Значительные по размерам и лучшие по качеству земельные массивы в долине реки Баграда, а также на средиземноморском побережье карфагеняне отобрали у ливийцев; эти земли захватили пунийские аристократы и создали здесь свои виллы.
На территории Ливии карфагеняне проводили регулярные мобилизации рекрутов в свою армию 2)., лишая ливийцев молодежи, которая проходила службу далеко от родины, проливая кровь за чужие интересы.
Положение в Ливии всегда было крайне напряженным; время от времени здесь вспыхивали бунты, жестоко подавлявшиеся, враги карфагенян, высаживаясь на территории Северной Африки, всегда могли рассчитывать на дружественное отношение и прямую поддержку коренного населения.
Другую группу населения карфагенской державы составляли жители сицилийских городов – греки, сикулы и сиканы. Они сохраняли, хотя и с большими и существенными ограничениями, свой суверенитет, действенный, когда на повестке дня оказывались внутриполитические проблемы. Их зависимость от Карфагена выражалась в необходимости сообразовывать внешнеполитический курс с интересами пунийцев и выплате поземельного налога, составлявшего десятую долю урожая. 3).

- **Материал**:
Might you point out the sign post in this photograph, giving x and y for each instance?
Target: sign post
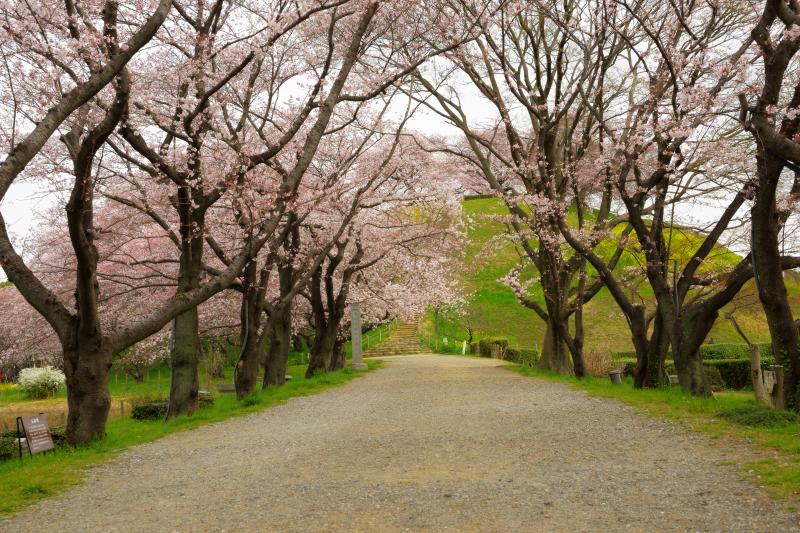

- **Задания для выполнения**:
- a) Перечислите народы, которые, согласно отрывку о Карфагене, жили в сицилийских городах.
- b) Переведите на английский язык предложение из отрывка о Карфагене: «Другую группу населения карфагенской державы составляли жители сицилийских городов – греки, сикулы и сиканы».
- c) Выпишите из отрывка о Карфагене фрагмент от слов «Значительные по размерам» до слов «поддержку коренного населения.» включительно.

- **Ответы по заданиям**:
- a) Греки, сикулы, сиканы.

- b) Another group of the population of the Carthaginian state consisted of the inhabitants of the Sicilian cities: Greeks, Sicels, and Sicanians.

- c)
Значительные по размерам и лучшие по качеству земельные массивы в долине реки Баграда, а также на средиземноморском побережье карфагеняне отобрали у ливийцев; эти земли захватили пунийские аристократы и создали здесь свои виллы.
На территории Ливии карфагеняне проводили регулярные мобилизации рекрутов в свою армию 2)., лишая ливийцев молодежи, которая проходила службу далеко от родины, проливая кровь за чужие интересы.
Положение в Ливии всегда было крайне напряженным; время от времени здесь вспыхивали бунты, жестоко подавлявшиеся, враги карфагенян, высаживаясь на территории Северной Африки, всегда могли рассчитывать на дружественное отношение и прямую поддержку коренного населения.